What is being asked
Edit the listing lines from the one containing "Task: indicate every instance of the white table" through the one containing "[(33, 422)]", inclusive, so that "white table" becomes "wooden table" and nothing else changes. Output only those lines.
══ Records supplied ══
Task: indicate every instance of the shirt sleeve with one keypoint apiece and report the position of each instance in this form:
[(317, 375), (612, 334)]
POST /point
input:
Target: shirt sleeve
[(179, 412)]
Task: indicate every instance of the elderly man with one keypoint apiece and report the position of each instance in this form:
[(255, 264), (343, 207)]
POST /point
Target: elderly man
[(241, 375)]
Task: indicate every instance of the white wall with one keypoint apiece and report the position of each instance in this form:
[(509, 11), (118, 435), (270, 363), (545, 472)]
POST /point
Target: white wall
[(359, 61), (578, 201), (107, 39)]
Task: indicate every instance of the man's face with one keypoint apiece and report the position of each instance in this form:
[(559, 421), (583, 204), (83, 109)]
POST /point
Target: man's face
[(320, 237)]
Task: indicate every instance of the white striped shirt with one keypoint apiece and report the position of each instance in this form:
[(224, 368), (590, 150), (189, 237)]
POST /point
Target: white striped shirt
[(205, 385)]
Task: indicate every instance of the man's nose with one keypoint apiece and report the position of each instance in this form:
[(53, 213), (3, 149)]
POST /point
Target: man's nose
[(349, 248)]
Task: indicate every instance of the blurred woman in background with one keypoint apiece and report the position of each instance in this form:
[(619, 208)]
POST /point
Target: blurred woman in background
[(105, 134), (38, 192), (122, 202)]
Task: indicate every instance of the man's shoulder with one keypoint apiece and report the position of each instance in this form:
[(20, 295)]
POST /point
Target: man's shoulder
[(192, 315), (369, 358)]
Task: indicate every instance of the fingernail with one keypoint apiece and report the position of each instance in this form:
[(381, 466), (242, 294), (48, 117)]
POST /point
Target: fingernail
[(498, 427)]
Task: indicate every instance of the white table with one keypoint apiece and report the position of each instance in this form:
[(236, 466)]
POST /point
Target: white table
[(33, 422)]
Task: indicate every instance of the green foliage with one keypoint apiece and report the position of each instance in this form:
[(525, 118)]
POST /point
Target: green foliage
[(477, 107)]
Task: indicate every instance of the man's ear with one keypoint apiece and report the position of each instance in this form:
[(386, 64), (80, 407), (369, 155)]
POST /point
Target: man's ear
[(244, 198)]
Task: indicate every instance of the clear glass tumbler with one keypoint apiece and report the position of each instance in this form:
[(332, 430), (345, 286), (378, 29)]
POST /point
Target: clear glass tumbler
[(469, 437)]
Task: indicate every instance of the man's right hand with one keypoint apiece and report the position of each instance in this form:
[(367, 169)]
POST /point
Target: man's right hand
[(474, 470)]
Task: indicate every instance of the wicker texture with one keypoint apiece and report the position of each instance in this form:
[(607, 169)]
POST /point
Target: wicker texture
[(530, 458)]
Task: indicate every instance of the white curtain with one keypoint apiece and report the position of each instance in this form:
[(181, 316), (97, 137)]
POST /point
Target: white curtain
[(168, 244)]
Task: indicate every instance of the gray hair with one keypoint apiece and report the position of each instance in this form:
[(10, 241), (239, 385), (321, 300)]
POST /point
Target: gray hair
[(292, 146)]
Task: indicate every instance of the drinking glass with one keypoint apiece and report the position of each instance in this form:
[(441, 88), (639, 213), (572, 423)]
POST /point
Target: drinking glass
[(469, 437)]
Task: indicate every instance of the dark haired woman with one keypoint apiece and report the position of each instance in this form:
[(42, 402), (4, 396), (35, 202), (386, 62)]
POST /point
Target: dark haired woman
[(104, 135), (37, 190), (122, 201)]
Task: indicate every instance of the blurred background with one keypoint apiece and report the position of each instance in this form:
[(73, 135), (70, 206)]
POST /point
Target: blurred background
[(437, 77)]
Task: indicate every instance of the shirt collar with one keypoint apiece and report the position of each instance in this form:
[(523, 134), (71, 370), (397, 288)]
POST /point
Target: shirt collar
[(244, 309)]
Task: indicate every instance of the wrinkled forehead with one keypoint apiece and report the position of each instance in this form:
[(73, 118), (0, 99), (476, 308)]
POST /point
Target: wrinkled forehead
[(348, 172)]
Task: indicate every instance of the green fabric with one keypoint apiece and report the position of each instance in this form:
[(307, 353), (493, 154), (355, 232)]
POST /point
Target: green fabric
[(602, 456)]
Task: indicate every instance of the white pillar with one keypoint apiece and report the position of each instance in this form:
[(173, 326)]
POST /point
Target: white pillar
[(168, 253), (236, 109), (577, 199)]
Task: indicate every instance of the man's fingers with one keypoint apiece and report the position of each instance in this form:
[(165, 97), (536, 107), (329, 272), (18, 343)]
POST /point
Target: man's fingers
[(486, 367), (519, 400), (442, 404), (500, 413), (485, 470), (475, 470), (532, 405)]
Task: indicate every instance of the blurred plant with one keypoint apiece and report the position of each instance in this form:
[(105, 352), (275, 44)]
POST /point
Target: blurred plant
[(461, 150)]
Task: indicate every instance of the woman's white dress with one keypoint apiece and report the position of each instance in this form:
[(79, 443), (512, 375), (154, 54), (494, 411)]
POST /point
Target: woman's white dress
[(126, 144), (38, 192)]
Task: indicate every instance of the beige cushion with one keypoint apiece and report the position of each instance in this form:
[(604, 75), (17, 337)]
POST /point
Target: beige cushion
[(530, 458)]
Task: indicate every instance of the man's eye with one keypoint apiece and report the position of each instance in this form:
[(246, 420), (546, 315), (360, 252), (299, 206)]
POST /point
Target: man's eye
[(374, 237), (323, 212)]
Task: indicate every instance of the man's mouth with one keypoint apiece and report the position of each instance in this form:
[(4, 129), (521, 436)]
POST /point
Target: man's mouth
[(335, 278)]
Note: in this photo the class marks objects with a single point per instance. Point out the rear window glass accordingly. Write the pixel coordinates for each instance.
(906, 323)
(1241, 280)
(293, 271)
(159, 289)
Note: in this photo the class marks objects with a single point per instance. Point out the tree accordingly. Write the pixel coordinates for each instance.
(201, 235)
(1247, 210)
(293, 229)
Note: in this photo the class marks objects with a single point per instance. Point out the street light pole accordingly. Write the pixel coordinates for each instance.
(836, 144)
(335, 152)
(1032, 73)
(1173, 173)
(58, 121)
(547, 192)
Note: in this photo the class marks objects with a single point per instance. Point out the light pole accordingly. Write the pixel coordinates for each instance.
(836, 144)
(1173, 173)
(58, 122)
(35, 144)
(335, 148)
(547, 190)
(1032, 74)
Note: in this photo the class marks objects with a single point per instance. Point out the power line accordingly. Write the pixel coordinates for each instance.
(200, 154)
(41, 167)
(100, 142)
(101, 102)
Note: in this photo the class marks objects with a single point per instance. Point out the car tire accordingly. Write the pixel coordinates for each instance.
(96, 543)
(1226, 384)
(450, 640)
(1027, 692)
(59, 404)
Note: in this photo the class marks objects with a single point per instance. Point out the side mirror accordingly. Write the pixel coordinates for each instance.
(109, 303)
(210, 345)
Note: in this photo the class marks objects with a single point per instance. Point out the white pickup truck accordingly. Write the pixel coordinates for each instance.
═══
Written response
Task: indicate every instance of the wooden table with one keypoint apiece and report the position of each instance in this form:
[(236, 466)]
POST /point
Target: wooden table
[(33, 422)]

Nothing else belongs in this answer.